▶ SHORT TASK 1:
In the free will discussion, which cake does the writer end up eating in the cake scenario?
▶ SHORT TASK 2:
Carry on the free will discussion from its last sentence.

▶ QUOTED TEXT:
*****
In the scenario, I am very hungry and want one of the cakes. I have a choice whether to eat a cake or not (according to street). The deliberation involves feelings of hunger and desire (nothing else). I eat one of the cakes. Not eating one of the cakes in this circumstance would involve other factors which I have not given (i.e. madness, cream allergy, diabetes, obesity, hallucination etc). My choice to eat one of the cakes is highly determined.

However I really don't mind at all which cake I eat. I make a choice and eat the jam doughnut. The question is, is this decision determined or not? I don't think it is. I think it is a free arbitrary choice. Is this even possible do you think? It's logically possible. Is it metaphysically possible? Physically possible? Psychologically possible? Or is there always a determinant?


At least according to the compatibilist logic of Hume, a 'free willed' action must at least be superficially describable as being 'caused' by one's will; the charge of determinism being avoided, by understanding the concept of necessity as referring to states of psychological compulsion as opposed to causal relations per se that merely comprise of an inferential attitude in relation to a previously observed conjunction of events.

Another source of compatibilism, as i'm trying to point out, lies in the indeterminacy of the very meaning of determinism, as contradictory as that might sound.

Quoting bert1
Regarding vagueness, indulge me with this idealised scenario, which I grant might be impossible to actually exist. Just as the non-existence of perfect circles does not stop us calculating using assumptions of perfect circles when designing machines, I want to contrast the concepts of free and determined choice by using an idealised scenario.


Isn't the concept of the perfect circle also relative to the situation? 3.14159 being a 'more' perfect description than 3.141 regarding the circumference of the circle on my monitor?

Analogously, is there a notion of perfect determination that applies in every case?


Janus September 02, 2019 at 22:19 #323338
Reply to StreetlightX Do we need an alternative account of freedom and moral responsibility which is easily comprehensible to the philosophically uneducated? I have said that the logic of personal moral responsibility and culpability seems to be that we would have been capable of doing other than we did. That certainly seems to be all that separates the way we think about human moral action on the one hand and the actions of natural phenomena on the other.

The problem I see is that if you tell ordinary people they are morally responsible then that will only be acceptable to them if they believe that they could have done otherwise than they did. I predict it would pretty much universally be felt as unfair to hold someone responsible for anything they couldn't help doing. We have the ideas of extenuating circumstances and diminished responsibility, but on the assumption of strict determinism, all circumstances are extenuating circumstances and all people have diminished responsibility.

Can we come up with an alternative account of freedom and responsibility that is simple enough for everyone to understand and consistent enough with ordinary notions of fairness such as to be acceptable to everyone? I have yet to see any such account. I have not yet seen any coherent alternative account that is consistent with ordinary notions of personal responsibility at all, whether simple or complex.

I guess the alternative would be to simply tell people that if they do something morally wrong people will judge them for it; it may not be fair, but bad luck! And if you do something unlawful, you will be punished; it may not be fair, but bad luck!

In older cultures that had no notion of free will in the libertarian sense our conceptions of moral responsibility are based upon today, there was also often (or even mostly perhaps?) no concept of justice other than that of revenge.
*****
▶ AVAILABLE DATA:
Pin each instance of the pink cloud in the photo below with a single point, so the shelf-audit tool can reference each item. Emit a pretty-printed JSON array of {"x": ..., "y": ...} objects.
*****
▶ OUTPUT 1:
The jam doughnut.

▶ OUTPUT 2:
Streetlight September 03, 2019 at 03:16 #323473
Quoting Janus
Can we come up with an alternative account of freedom and responsibility that is simple enough for everyone to understand and consistent enough with ordinary notions of fairness such as to be acceptable to everyone? I have yet to see any such account. I have not yet seen any coherent alternative account that is consistent with ordinary notions of personal responsibility at all, whether simple or complex.


There are lots of models of ethics and responsibility that make no use of free will. Ancient ethics, to take one example (internally differentiated, insofar as isn't really one big 'ancient ethics') had robust accounts of ethics, responsibility, and freedom, that largely tuned upon our capacities to do: freedom as capacity or ability (I can) and not freedom as will (I will). In these models, our actions follow from who it is we are as people (our 'natures' or 'essences' to use the vocabulary of the Stoics and Spinoza), defined roughly by our ability to do certain things.

Importantly, what could be worked upon was precisely 'who we are': an ethics of the self as a matter of self-fashioning and self-care (the self as a work of art - Nietzsche, Foucault), all the better to act 'in accordance with our natures' and thus act freely. Hence the seemingly strange alignment of freedom with necessity (Stoic 'destiny') that is often found in ancient texts of ethics, incomprehensible to many modern ears. From this also follows an 'intellectualist' orientation of ethics in which ethics requires understanding ourselves and the world around us, such that for someone like Socrates, evil was a function of a deficiency in knowledge. The Stoics and Spinoza will take up this thread in their ethical injunction to act 'according to Reason'. Hence also an alignment of freedom with discipline and pedagogy, such that one learns how to be free.

One feature which I find overwhelmingly attractive about such approaches to ethics is its situatedness of the self in wider contexts and environments, which can enable and cultivate, or inhibit and stifle such understandings and development of capacities. There is a way of conceiving an entire ecological scaffolding of ethics, which underpins our ethical development or regression. And this is where politics meets ethics, at the point at which we find ourselves in a world with others, which itself can be worked upon to better cultivate (or debilitate) our ethical being. The work of the self becomes incomplete without a concomitant working upon our environments. Only in this way does ethics return to its roots as ethos - a manner of dwelling.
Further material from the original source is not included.